**Directions for this task:** Please rewrite the lines from the start up to and including the line containing "[1092, 454, 1156, 677]" as a two-column CSV with the columns text and answer. Give one row for each line of text, put everything that answers it in the answer column, quote each field, replace line breaks with spaces, and leave out the pictures.

━━ Entries supplied

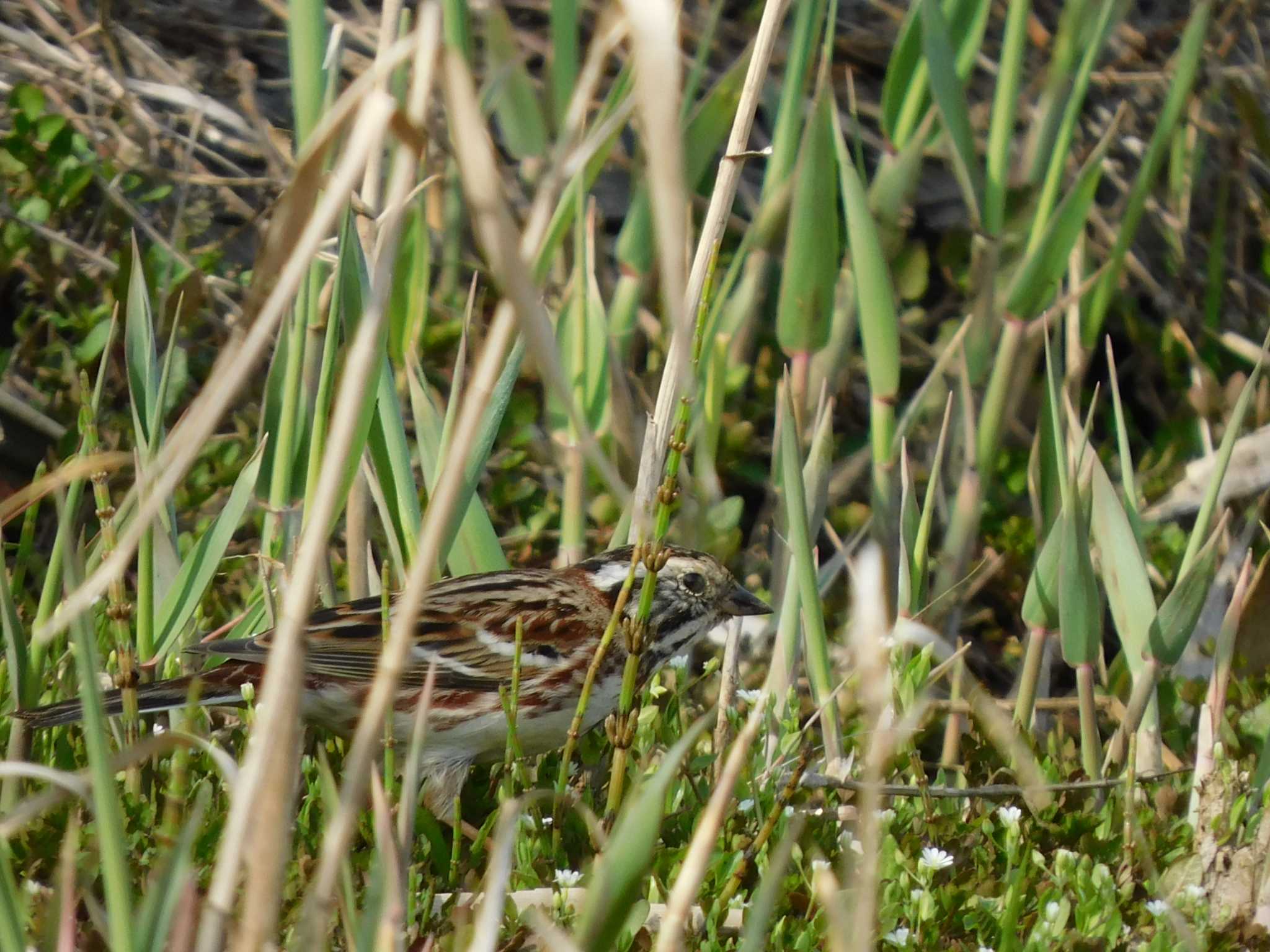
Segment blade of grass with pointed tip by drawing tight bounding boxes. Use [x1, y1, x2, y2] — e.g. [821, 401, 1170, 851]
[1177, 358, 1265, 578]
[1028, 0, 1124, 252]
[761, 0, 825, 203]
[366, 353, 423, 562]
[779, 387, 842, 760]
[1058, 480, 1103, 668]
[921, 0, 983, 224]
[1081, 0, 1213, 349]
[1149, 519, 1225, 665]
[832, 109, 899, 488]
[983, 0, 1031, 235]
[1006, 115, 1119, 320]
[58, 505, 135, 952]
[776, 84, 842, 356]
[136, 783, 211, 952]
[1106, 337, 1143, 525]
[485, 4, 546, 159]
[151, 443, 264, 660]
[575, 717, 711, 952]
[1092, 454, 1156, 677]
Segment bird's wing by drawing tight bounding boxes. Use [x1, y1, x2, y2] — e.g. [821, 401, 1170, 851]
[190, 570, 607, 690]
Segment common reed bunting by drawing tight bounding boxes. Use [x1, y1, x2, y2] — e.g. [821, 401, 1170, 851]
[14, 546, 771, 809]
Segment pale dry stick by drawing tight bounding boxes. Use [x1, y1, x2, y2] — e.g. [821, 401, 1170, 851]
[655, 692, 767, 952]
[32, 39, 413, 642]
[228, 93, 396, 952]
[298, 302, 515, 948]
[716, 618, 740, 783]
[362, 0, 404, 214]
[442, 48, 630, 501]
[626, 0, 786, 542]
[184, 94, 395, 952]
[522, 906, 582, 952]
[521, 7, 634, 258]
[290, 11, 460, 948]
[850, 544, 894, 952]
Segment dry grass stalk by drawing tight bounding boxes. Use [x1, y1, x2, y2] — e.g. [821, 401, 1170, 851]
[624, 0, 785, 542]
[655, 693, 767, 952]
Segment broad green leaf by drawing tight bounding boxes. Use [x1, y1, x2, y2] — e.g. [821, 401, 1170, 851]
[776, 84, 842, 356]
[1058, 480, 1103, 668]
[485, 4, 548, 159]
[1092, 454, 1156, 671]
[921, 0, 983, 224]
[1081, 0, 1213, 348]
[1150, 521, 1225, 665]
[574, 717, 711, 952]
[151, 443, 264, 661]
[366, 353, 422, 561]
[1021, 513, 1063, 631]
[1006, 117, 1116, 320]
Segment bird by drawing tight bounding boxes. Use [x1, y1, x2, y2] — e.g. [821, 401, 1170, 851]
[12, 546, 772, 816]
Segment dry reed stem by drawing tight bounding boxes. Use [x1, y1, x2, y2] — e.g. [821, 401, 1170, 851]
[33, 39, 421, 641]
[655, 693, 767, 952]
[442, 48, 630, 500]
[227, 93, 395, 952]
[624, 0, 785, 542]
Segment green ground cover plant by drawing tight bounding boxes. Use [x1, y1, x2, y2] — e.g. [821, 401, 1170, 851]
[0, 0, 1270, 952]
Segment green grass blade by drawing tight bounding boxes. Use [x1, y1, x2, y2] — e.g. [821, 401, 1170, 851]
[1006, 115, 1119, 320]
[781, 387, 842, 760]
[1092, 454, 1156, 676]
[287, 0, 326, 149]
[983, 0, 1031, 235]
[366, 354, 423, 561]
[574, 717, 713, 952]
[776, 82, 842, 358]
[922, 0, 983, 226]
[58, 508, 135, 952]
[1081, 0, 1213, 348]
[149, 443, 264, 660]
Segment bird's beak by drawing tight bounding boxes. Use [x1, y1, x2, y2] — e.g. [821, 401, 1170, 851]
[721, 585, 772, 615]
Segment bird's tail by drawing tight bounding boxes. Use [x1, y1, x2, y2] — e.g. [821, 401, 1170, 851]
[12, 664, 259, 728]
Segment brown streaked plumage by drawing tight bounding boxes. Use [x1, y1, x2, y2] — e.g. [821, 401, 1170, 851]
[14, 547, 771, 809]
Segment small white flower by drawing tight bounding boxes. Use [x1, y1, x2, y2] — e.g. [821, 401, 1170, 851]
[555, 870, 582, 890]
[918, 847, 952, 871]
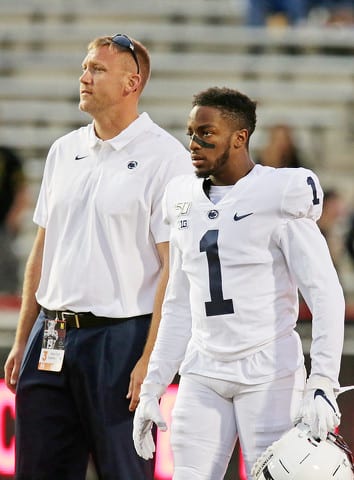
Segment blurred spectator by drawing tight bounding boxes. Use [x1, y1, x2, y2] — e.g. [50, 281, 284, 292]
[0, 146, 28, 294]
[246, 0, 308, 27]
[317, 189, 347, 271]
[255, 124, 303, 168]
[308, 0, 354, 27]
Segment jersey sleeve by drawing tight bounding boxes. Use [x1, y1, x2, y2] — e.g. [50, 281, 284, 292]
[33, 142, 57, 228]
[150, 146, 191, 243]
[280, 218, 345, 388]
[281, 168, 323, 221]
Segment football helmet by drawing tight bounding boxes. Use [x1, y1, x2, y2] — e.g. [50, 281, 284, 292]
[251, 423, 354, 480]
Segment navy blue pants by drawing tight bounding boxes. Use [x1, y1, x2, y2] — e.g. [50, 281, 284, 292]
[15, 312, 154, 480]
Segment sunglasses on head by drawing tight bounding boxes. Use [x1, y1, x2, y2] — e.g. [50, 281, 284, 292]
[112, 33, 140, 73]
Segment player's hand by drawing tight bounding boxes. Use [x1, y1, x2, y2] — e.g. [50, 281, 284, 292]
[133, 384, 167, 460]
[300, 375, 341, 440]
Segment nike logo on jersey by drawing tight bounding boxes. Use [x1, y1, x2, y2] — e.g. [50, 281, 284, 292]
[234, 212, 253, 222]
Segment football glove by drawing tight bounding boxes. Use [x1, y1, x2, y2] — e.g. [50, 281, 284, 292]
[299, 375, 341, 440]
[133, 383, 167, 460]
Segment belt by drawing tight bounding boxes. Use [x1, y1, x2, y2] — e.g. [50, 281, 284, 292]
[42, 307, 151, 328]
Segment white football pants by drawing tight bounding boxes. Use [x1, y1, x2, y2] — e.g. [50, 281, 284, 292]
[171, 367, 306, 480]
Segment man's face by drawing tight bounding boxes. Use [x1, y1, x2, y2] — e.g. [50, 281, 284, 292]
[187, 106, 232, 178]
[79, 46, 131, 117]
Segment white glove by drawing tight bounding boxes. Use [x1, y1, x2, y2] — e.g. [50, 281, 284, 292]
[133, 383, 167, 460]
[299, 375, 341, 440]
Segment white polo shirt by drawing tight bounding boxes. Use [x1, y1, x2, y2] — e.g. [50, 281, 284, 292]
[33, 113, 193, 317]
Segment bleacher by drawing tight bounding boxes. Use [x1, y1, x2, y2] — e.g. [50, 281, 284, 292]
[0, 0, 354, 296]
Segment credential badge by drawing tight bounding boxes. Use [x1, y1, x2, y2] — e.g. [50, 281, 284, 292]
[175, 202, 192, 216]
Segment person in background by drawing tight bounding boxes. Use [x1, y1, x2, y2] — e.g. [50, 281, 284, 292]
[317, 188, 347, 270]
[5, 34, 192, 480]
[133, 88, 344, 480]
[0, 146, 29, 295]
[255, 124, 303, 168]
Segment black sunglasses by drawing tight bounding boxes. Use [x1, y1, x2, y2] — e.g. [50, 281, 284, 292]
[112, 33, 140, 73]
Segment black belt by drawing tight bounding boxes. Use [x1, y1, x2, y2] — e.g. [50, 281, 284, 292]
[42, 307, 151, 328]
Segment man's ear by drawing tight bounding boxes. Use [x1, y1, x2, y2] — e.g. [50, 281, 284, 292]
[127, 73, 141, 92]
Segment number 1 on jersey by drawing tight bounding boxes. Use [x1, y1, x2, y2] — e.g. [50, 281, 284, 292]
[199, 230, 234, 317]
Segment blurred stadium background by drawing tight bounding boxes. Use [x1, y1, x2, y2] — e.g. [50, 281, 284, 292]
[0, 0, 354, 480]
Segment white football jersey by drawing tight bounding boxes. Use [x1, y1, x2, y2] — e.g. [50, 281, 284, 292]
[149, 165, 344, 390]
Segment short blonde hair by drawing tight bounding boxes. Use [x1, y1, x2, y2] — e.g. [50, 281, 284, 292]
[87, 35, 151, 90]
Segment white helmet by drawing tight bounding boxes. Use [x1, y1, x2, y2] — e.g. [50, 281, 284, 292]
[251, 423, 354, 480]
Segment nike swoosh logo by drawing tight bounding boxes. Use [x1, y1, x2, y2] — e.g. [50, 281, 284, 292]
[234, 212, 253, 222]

━━━━

**Reply to the task:**
text,answer
"Segment blade of grass with pointed tip by drawing tight bounding boxes. Use [x1, y1, x2, y2] — e.g. [821, 401, 1170, 851]","[1177, 358, 1265, 578] [1028, 0, 1124, 252] [761, 0, 825, 203] [366, 353, 423, 562] [779, 387, 842, 760] [1058, 480, 1103, 668] [921, 0, 983, 224] [1081, 0, 1213, 349] [1149, 519, 1225, 665] [832, 109, 899, 488] [983, 0, 1031, 235] [1006, 115, 1119, 320] [58, 505, 135, 952] [776, 84, 842, 356] [136, 783, 211, 952] [1106, 337, 1143, 525] [485, 4, 546, 159] [151, 443, 264, 660] [575, 717, 711, 952] [1092, 454, 1156, 677]"